▸ **Extract to read**
The premise behind deep learning is so simple, it really is stupid simple.

That isn’t to say the actual implementation and creation of a system capable of deep learning is simple, on the contrary. But how to understand the bits and bytes is beyond the scope of this post. (If you are interested, here is a link to an interesting technical article)

At a high level, here is how it works.

Inputs are provided to the system. Outputs are mapped. The broader the breadth of inputs mapped to outputs, the more robust the data. Eventually, given enough inputs mapped to outputs, the system can start to predict outputs based on the inputs it has never been presented.

▸ **Instructions for the task**
Carry the deep learning explanation on from its last sentence, in the same plain, casual voice.

▸ **Given information**

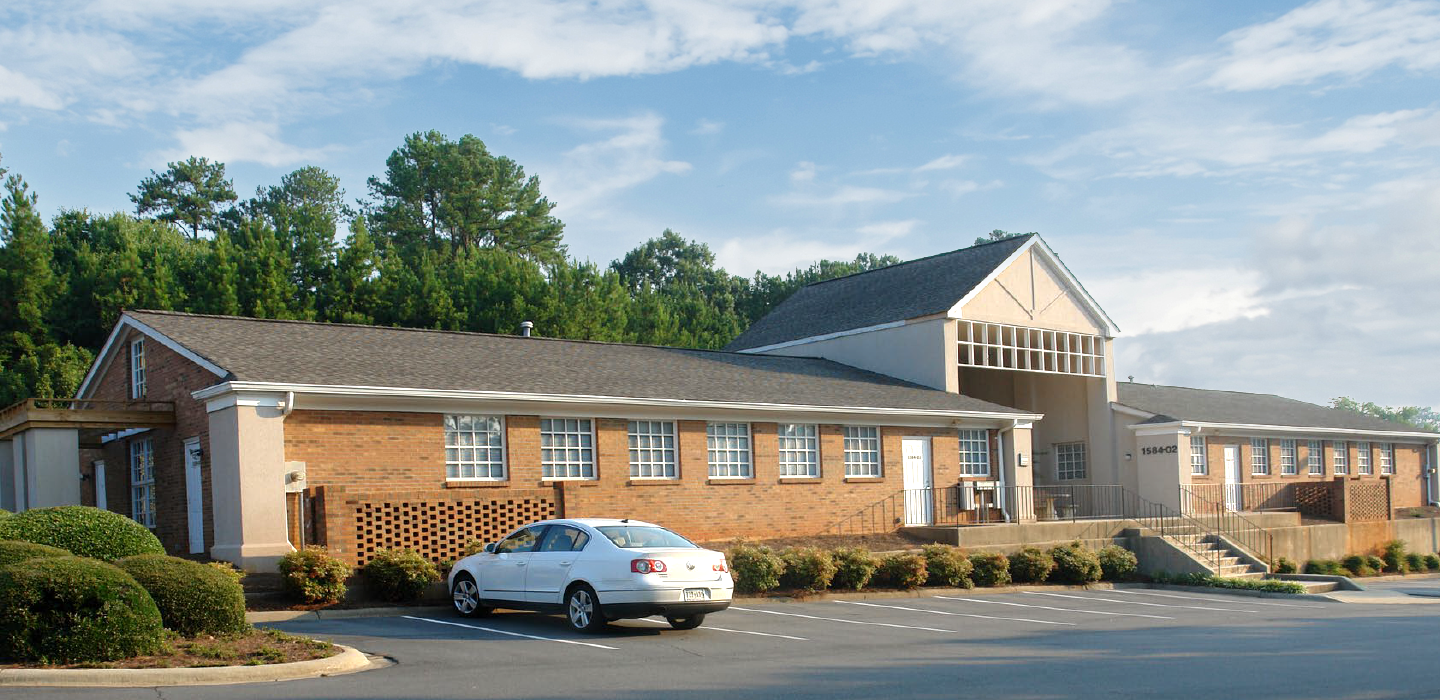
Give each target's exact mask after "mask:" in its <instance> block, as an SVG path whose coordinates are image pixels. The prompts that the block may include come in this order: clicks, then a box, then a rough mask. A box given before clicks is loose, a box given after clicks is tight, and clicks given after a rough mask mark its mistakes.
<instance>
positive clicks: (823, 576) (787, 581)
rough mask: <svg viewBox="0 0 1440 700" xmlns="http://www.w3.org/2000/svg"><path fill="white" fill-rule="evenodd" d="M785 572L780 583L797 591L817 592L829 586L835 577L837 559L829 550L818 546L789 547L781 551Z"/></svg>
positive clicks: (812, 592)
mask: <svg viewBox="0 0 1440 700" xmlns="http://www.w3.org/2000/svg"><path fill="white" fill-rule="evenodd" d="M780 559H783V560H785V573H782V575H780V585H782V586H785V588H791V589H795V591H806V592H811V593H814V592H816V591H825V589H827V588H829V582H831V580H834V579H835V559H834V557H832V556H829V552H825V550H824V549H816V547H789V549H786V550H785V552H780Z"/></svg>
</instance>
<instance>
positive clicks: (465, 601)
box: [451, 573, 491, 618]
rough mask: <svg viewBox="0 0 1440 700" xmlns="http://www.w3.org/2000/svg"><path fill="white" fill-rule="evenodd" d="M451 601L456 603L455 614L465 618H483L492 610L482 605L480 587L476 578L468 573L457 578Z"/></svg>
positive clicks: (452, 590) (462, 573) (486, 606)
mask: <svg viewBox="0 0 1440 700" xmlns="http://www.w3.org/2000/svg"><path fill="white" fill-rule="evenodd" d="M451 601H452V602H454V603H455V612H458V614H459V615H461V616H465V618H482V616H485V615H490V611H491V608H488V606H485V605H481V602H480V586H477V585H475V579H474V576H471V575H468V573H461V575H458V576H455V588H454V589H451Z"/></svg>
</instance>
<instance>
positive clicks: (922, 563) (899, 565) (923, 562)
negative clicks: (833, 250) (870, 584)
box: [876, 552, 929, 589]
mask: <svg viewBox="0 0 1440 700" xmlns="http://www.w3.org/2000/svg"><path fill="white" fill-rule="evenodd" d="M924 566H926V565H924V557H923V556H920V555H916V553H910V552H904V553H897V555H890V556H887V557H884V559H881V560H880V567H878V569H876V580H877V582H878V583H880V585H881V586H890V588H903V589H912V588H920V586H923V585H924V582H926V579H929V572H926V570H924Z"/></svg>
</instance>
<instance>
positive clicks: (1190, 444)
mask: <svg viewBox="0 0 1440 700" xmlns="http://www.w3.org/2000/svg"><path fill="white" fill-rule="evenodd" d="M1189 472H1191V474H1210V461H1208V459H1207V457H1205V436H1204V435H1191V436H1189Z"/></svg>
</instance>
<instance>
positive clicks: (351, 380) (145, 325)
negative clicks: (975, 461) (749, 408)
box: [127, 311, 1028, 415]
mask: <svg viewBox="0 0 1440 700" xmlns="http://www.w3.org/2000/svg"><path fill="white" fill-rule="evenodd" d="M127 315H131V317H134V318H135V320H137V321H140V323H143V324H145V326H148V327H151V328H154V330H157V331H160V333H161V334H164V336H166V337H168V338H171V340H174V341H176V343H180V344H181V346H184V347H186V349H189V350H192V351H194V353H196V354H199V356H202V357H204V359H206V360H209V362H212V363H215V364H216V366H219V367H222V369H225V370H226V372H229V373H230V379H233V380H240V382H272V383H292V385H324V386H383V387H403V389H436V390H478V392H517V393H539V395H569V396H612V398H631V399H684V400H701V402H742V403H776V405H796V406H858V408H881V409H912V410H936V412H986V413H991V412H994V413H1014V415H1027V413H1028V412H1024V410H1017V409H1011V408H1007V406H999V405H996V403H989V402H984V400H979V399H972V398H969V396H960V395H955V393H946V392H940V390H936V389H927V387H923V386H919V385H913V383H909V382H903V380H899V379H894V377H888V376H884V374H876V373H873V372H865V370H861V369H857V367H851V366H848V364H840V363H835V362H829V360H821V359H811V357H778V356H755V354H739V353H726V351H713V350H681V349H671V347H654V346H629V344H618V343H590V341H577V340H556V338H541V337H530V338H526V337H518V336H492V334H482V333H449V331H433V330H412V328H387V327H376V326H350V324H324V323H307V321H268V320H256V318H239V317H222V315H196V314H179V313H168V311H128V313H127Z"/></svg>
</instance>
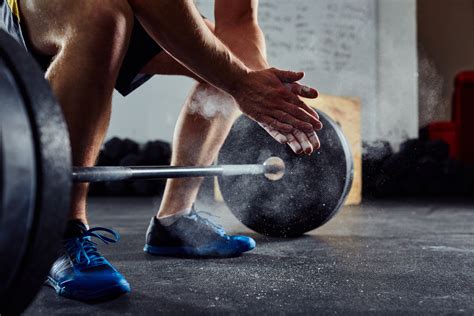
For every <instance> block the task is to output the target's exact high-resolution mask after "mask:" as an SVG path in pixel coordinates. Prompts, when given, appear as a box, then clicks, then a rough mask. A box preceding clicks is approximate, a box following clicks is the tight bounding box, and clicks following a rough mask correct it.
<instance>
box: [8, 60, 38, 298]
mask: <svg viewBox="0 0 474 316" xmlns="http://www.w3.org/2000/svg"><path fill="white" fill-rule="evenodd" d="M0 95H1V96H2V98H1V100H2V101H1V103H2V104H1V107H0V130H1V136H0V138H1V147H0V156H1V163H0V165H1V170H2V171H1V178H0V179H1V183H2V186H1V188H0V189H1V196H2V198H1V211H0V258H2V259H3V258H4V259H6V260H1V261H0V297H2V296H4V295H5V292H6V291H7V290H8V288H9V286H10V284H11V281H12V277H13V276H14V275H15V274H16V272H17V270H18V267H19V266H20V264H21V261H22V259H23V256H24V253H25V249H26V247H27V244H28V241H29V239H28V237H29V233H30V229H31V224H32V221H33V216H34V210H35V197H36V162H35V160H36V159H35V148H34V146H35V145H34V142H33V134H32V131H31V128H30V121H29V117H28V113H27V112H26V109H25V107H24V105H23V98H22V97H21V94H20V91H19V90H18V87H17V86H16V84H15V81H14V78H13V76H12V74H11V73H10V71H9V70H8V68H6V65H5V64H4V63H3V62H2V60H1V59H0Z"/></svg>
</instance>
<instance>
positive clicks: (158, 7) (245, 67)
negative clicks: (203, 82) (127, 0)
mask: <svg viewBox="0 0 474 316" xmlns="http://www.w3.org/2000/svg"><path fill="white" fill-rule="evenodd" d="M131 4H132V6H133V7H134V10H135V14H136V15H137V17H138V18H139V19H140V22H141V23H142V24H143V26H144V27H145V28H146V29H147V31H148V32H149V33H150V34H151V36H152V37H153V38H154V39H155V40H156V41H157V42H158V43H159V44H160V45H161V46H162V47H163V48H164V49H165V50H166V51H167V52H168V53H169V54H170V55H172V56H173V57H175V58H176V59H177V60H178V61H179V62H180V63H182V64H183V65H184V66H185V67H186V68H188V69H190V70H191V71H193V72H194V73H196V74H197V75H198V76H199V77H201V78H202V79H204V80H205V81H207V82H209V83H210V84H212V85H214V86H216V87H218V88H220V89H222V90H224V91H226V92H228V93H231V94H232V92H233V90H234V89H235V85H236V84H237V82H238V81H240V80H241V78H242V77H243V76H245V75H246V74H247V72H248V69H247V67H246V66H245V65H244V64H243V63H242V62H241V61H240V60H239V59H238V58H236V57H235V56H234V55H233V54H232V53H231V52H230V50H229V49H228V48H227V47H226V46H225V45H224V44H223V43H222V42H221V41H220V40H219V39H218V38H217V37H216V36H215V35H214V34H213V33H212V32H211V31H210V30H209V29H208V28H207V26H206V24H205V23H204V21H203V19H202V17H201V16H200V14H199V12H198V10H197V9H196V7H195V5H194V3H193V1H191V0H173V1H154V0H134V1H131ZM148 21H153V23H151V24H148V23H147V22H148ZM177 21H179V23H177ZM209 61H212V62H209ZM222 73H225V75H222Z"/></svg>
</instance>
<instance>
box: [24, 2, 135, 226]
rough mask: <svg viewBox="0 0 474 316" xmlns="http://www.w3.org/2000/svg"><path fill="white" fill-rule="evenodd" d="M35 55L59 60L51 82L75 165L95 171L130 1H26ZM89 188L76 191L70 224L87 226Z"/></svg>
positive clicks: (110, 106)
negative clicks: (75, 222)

▸ **Answer section**
Here is a very simple example. Say you provide an algorithmic system the equation “2+2=”. A traditional algorithm would look at the text, and simply find the 2+2 and add it together to make 4.  But what happens when you pass the system “2+2” and forget the “=”. A traditional system would need to “know” about the possibility of missing the “=”, and account for it in logic. However, in the real world, there are many many possible inputs. Things like “two plus two equals” and “2 + two equals” and “2+2 equals”, and the sound wave of “two plus two”, in binary form. You get the picture. To have to be explicit about every option based on rules and algorithms isn’t feasible for incredibly complex problems, let alone simple ones like this one.

A neural network is different. Instead of algorithmically handling the input, “2+2=”, you map it to the answer of “4”. Then, you give it A LOT of inputs. All of the variations from above get fed into the system, and mapped to “4”. “tw plus two”, and “2 pls 2”, etc.

Here is the punchline.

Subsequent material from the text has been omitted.